Requirement
From the first line to the last, print the listing exactly.

== Segment start ==

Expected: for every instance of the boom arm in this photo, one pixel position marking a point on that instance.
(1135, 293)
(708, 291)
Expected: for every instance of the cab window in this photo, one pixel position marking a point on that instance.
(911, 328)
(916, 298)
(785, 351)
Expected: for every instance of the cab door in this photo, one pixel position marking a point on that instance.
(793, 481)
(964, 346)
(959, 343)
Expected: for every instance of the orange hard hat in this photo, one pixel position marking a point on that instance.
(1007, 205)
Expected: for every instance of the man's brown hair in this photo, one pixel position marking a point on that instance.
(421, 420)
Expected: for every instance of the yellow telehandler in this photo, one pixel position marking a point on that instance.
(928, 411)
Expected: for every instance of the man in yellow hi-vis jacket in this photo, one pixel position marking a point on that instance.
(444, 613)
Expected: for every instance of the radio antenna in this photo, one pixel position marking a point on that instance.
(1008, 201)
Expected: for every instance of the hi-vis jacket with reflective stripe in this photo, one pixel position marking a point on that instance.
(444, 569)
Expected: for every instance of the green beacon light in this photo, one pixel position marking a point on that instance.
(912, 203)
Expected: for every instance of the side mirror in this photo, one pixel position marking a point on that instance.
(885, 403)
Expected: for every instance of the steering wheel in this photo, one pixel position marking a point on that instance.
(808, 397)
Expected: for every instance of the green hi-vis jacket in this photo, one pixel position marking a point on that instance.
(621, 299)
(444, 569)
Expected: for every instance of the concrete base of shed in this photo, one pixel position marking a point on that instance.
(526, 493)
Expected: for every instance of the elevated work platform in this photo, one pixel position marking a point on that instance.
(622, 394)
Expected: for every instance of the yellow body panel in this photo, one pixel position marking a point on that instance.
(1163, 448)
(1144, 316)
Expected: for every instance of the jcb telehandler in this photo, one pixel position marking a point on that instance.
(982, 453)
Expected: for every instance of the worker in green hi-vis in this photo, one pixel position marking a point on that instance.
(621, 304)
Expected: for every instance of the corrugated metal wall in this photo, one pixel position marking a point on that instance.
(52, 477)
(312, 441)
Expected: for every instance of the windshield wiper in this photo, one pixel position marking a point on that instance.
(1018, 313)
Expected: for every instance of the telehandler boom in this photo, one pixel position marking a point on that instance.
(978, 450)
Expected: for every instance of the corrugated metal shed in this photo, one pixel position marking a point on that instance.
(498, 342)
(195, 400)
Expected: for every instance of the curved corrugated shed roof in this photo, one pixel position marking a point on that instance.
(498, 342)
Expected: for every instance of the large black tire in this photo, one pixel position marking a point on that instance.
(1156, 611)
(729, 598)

== Segment end ==

Result of this task
Expected: for every instance of the boom arm in this photo, one pixel position marking a point on that instance.
(1135, 293)
(708, 291)
Expected: for every instance of the cab window in this photo, one pixel position marking a point on that instance.
(911, 328)
(916, 298)
(785, 351)
Expected: for every instance of the cab door in this photo, one pixel position marking a point on that instance.
(793, 481)
(964, 346)
(959, 343)
Expected: for every instance of the orange hard hat in this photo, one pixel position marking a point on that instance.
(1007, 205)
Expected: for every instance of the man's brown hair in this photo, one pixel position marking a point on that instance.
(421, 420)
Expected: for every instance of the yellow telehandler in this photo, one pixel position marking a point on that instance.
(928, 411)
Expected: for every instance of the man in yellow hi-vis jacket in this photo, one pixel position marking a point on that instance.
(444, 613)
Expected: for every instance of the radio antenna in this photo, one pixel position marking a point on that instance.
(1008, 201)
Expected: for every instance of the hi-vis jacket with reflective stripe in this photo, one pixel position marking a point on that instance.
(444, 569)
Expected: for every instance of the green beacon light in this photo, one pixel position marking a point on that instance.
(912, 203)
Expected: for every instance of the side mirror in this photo, one pixel position marking a point on that instance.
(885, 403)
Expected: for every instance of the steering wheel in this photo, one pixel position marking a point on that instance.
(808, 397)
Expected: for every instance of the green hi-vis jacket in this photo, one pixel position marking a point on that instance.
(621, 299)
(444, 569)
Expected: for every instance of the concrete base of shed in this photo, one pixel position marking a point on that instance.
(526, 493)
Expected: for every instance of the elevated work platform in this photo, one pixel position marking a point on that instance.
(622, 394)
Expected: for every instance of the yellow body panel in this photo, one pixel position marking a point on that instance.
(1163, 448)
(1144, 316)
Expected: for every instance of the jcb telehandler in this photo, one pixel position marking a point on that instance.
(982, 453)
Expected: for every instance of the worker in green hi-vis in this photo, one pixel position marking a point on that instance.
(621, 304)
Expected: for every instance of the corrugated metal wall in this photo, one pixel position marking a point on that instance.
(52, 477)
(312, 441)
Expected: for every instance of the windshield wiper in this photo, one pixel position marking a point on that instance.
(1018, 313)
Expected: for every instance of the telehandler boom in this photo, one pixel position marking a point on that instance.
(978, 450)
Expected: for every instance of the corrugated metal shed in this photo, one pixel position marking a point on that instance.
(498, 342)
(195, 400)
Expected: for every instance of the curved corrugated shed roof in this photo, one pixel position marking a point on that instance.
(498, 342)
Expected: for every instance of the large black tire in this photo, one pixel position marking a point on that instance.
(1156, 611)
(729, 598)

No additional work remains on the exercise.